_ЧАСТИ УПРАЖНЕНИЯ:_
**a)** Ответьте на вопросы по тексту о бхакти-йоге:
(i) От какого слова, согласно тексту, произведено слово «бхакти» и каково значение этого слова?
(ii) Кто, согласно словам из IX 32, «равным образом приходят к высшей цели»?
(iii) Какие слова Кришна говорит Арджуне в IV 11?
**b)** Выведите без изменений фрагмент текста о бхакти-йоге: всё, начиная со слов «Именно в связи» и вплоть до слов «же несколько колеблют.».

_ИСХОДНЫЙ ДОКУМЕНТ:_
□ □ □ □

Если именно карма-йога наиболее полно воплощает в себе кардинальные принципы этического учения «Гиты», то собственно религиозные стороны этого учения особенно отчетливо видны в проповедуемом ею «пути любви». Бхакти-йога — самый быстрый и общедоступный с точки зрения «Гиты» путь к достижению «духовного освобождения» — мокши (XII 5–7). Во-первых, в отличие от джняна-йоги «путь любви» не требует радикального изменения всей жизненной обстановки (саньяса!). Во-вторых, здесь существенна не столько длительная «тренировка» ума (джняна-йога) или воли (карма-йога), сколько эмоциональная «открытость» по отношению к божественному началу, соучастие в нем, равно как и во всех его порождениях («бхакти» — производное от bhaj, «участвовать»)[160]. В-третьих, на этом пути человек оказывается не один: ему покровительствует «распределяющий участь», Бхагаван[161]. Здесь намечается нечто вроде идеи божественной благодати, Доступной абсолютно всем, кто искренне обращается к божеству (XII 7).

Именно в связи с общедоступностью «пути любви» в учении о нем просматриваются некоторые неортодоксальные тенденции, выявившиеся в полной мере значительно позднее — в многочисленных средневековых еретических, антифеодальных движениях, разделявших идеологию «бхакти»[162]. Это обнаруживается уже в той форме, в которой выступает здесь в общем-то типично религиозный мотив компенсации наличного неравенства. «Обратившиеся ко мне, о Партха, даже будучи низкорожденными, женщины, вайшьи, да и шудры, — равным образом приходят к высшей цели» (IX 32). Конечно, высказывания подобного рода оставляют основу социальных привилегий незатронутой, но чисто религиозные привилегии все же несколько колеблют.

Одна из самых ярких черт учения «Гиты» о «бхакти-йоге» — это проповедь своего рода религиозного универсализма, терпимости к различным способам богопочитания (и к выбору самих объектов такого почитания). «Как ко мне кто приходит, так я его принимаю», — заявляет Кришна Арджуне (IV 11). И в другом месте:

Какие бы образы с верою

Ни почитал поклонник,

Его нерушимую веру

Я ему посылаю.

□ □ □ □

Записи из коллекции:

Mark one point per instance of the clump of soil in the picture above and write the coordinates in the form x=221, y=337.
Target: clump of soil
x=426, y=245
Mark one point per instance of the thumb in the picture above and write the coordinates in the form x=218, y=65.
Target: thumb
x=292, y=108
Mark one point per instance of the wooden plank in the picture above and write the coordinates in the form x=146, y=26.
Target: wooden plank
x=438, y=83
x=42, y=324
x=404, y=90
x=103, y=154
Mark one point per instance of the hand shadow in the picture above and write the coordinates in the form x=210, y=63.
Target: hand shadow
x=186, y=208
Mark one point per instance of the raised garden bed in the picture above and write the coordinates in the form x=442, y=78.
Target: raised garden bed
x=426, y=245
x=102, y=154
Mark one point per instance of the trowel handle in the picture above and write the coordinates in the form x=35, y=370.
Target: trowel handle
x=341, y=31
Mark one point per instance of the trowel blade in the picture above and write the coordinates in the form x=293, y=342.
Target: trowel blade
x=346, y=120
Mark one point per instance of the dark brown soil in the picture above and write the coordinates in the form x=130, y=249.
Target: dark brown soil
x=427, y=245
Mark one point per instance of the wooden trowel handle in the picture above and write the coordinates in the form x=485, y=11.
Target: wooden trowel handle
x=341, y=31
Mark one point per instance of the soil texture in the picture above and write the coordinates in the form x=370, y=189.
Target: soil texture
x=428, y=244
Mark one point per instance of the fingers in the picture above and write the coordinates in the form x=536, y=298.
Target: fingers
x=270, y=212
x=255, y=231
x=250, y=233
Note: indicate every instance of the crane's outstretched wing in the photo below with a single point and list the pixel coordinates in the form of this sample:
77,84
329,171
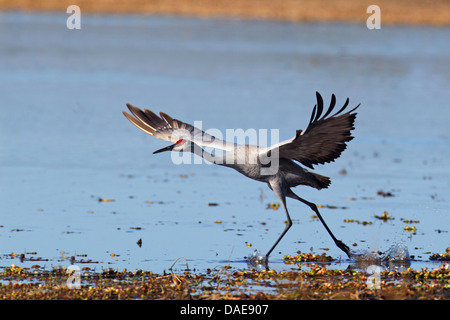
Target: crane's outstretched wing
169,129
323,140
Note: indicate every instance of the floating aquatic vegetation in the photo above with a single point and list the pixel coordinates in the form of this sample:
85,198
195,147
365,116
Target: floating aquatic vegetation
441,256
307,257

□ □ □ □

_ОТВЕТЫ К ЗАДАНИЯМ:_
**a)**
(i) От bhaj, «участвовать».
(ii) Низкорожденные, женщины, вайшьи и шудры, обратившиеся к Кришне.
(iii) «Как ко мне кто приходит, так я его принимаю».

**b)**
Именно в связи с общедоступностью «пути любви» в учении о нем просматриваются некоторые неортодоксальные тенденции, выявившиеся в полной мере значительно позднее — в многочисленных средневековых еретических, антифеодальных движениях, разделявших идеологию «бхакти»[162]. Это обнаруживается уже в той форме, в которой выступает здесь в общем-то типично религиозный мотив компенсации наличного неравенства. «Обратившиеся ко мне, о Партха, даже будучи низкорожденными, женщины, вайшьи, да и шудры, — равным образом приходят к высшей цели» (IX 32). Конечно, высказывания подобного рода оставляют основу социальных привилегий незатронутой, но чисто религиозные привилегии все же несколько колеблют.